▸ What you need to do
Count the lines in the data below that contain the string "white", treating uppercase and lowercase as distinct. Reply with the number only.

+ + + +

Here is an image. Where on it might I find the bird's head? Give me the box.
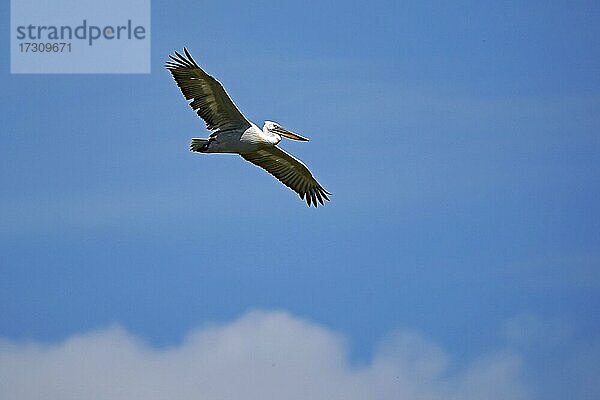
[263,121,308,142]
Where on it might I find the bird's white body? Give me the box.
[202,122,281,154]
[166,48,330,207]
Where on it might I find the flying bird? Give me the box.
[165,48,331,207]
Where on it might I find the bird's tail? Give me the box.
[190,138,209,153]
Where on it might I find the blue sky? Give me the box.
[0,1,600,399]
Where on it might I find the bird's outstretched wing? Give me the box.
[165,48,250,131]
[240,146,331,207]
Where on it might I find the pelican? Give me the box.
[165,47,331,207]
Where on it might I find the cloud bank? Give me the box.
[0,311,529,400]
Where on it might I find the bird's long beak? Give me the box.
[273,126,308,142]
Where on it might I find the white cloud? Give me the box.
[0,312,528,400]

+ + + +

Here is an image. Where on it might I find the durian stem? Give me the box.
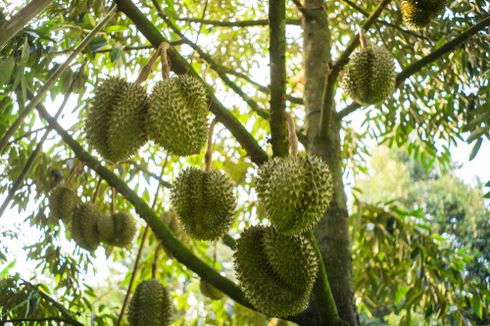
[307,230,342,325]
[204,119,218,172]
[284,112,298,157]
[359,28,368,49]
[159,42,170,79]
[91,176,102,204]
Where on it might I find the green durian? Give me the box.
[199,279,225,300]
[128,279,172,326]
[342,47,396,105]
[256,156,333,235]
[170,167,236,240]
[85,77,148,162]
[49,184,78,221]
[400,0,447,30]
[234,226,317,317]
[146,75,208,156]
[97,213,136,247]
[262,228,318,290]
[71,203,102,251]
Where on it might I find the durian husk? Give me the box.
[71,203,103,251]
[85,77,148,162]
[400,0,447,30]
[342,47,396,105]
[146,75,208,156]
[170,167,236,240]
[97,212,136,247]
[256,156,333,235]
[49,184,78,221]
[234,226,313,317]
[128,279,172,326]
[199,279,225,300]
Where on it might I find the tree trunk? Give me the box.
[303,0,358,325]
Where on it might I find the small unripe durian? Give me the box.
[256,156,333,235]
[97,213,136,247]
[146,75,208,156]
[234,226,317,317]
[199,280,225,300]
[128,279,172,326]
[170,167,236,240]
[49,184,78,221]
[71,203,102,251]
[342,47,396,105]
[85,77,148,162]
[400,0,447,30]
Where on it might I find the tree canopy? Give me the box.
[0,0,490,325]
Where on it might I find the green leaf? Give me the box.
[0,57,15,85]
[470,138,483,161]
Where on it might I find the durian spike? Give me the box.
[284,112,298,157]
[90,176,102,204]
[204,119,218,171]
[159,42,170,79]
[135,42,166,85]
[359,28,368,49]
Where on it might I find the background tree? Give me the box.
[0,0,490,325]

+ + + +

▸ Expected answer
2